Nothing but the lines from the one holding "of the green" to the final line of the listing below, both included, should be repeated, and each must match exactly. Omit pictures.

--- --- ---

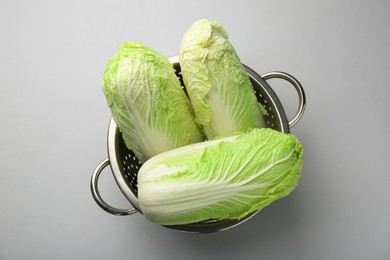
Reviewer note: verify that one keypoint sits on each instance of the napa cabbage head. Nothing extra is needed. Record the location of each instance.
(147, 101)
(226, 178)
(218, 86)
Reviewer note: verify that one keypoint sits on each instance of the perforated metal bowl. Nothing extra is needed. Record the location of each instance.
(125, 165)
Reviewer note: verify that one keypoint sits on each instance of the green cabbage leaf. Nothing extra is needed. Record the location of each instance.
(219, 88)
(147, 102)
(225, 178)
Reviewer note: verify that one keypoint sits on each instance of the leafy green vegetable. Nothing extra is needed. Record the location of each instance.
(226, 178)
(218, 86)
(147, 102)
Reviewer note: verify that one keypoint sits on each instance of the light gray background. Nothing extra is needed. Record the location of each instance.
(54, 122)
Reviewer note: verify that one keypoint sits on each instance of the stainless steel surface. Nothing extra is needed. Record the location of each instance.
(96, 194)
(298, 87)
(125, 165)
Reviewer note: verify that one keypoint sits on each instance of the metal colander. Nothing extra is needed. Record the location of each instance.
(125, 165)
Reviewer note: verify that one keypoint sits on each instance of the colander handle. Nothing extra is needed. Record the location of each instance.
(298, 87)
(96, 194)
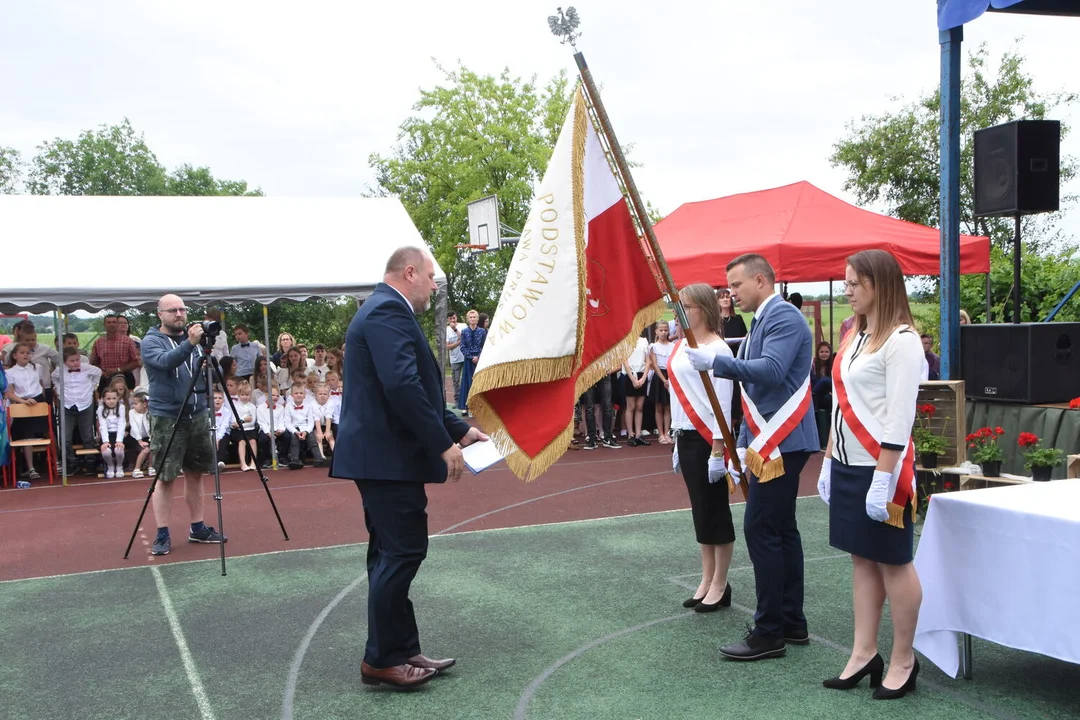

--- --- ---

● Task solution
Reviewer note: verify that one keypoint sits on each instance of the green cabbage leaf. Nothing extra is needed. Record the location of each instance.
(219, 88)
(147, 102)
(225, 178)
Reviewer note: verify that one keypoint sits on each instance of the leafy green vegetable. Nothing extra is needed. Record the location of each instance.
(226, 178)
(218, 86)
(147, 102)
Reviewer note: verify that one keypoint sits on each instance of the light gray background. Nothing extra is needed. Record the location of each instance.
(54, 122)
Reviewer note: verify that one keypoint sits on each instance of the stainless steel surface. Nothing extra is needed. Record the location of each instance.
(96, 194)
(298, 87)
(125, 165)
Reviewer note: verify that one keypoint sits on each instance of the metal colander. Nothing extra is needed. Record the location of each instance.
(125, 165)
Reviewer note: verify that one keypoint sits on each instance of the colander handle. Nothing extra is needed. Record the location of each instance.
(298, 87)
(96, 194)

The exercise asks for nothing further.